What to work on:
1. In the essay about living with fear, what four things does the writer say they would do more of in a world without fear?
2. Continue the essay about living with fear from its final sentence.

Text extract:
In a world without fear, I'd just be me. I'd laugh more, live more, smile more, love more.
I'd eat meat. My husband would love me even more if I just took a bite of that dead rotting flesh, known as the hamburger. Or if I lived a little and took a swig of that Dr. Pepper in his hand. Yep, he'd definitely love me more.
But we don't live in a safe world. Our world is filled with all kinds of fears, and I can almost guarantee I suffer from living with at least 80% of those fears.
But I can't change that very easily. People still see what they want, say what they want. They will still see a hyper mother who is over-reacting, or perhaps a woman who is over-protective, who hibernates for 5 months with her newborn baby because she's afraid he'll get sick.
But I'm me. And these are my fears. And we're in a world full of them.

Information shown:
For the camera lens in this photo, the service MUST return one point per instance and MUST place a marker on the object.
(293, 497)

Answers provided:
1. Laugh, live, smile, love

2.
But you know what's beautiful to me? The knowledge that someday, this world will be different. There won't be any fear or pain or tears, or late-night thermometers that read 103.6. That's right. I'll stop at their doorways to watch them sleep, knowing in the morning they'll wake up perfectly fine. Then I'll go to bed calm & assured.
There won't be any guilt when I pass a homeless man, or tears shed every time a news story talks of a child being abused.
No. There will be hope.
A world without fear. It seems so distant & foreign.
But for a girl who lives with constant fears, that sure sounds like heaven.